WHAT NEEDS TO BE DONE: Retype, without alteration, each line from the line containing "of the man's" to the final line of the records.

EXTRACTED MATERIAL:
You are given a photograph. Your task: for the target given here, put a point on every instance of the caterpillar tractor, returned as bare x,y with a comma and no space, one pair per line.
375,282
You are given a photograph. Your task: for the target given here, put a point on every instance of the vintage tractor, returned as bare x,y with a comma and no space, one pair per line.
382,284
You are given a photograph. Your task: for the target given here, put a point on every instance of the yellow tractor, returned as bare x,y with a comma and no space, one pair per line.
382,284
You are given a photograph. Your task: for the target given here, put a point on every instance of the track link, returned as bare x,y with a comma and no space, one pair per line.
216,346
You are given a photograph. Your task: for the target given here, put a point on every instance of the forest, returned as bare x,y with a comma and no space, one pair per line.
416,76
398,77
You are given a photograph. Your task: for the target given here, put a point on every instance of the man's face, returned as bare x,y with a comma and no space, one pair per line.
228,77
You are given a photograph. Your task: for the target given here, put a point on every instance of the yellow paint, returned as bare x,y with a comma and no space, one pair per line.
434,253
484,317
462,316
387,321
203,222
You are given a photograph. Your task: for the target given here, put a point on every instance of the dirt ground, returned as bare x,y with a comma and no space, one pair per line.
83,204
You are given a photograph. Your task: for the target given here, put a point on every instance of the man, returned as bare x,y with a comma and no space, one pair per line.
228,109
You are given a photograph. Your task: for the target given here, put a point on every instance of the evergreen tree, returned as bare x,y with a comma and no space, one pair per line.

FINISHED EXERCISE:
You are given a photograph. Your task: for the target given here, put a point on every instance of the man's face, returned as bare x,y with a comma and no space, one pair per line.
228,77
You are given a photograph. Your task: for the target given here, put a point on every instance of the yellow paint, returned as bare x,y with a comma and no space, one pair per line.
434,253
484,317
462,316
387,321
203,222
You are given a photograph. Your task: for the target given here, put a point on every instance of the dirt ground, returned as bare x,y with a comma and no space, one pair per line.
83,204
You are given a photograph. Your task: for the target given here, put a point on every instance of the man, returned as bare x,y with a comma and no space, one pair per line.
228,109
You are given a photograph. Your task: for the target given here, put a point on every instance of the evergreen tree, returned as bare x,y with a comma and no space, one pair per line.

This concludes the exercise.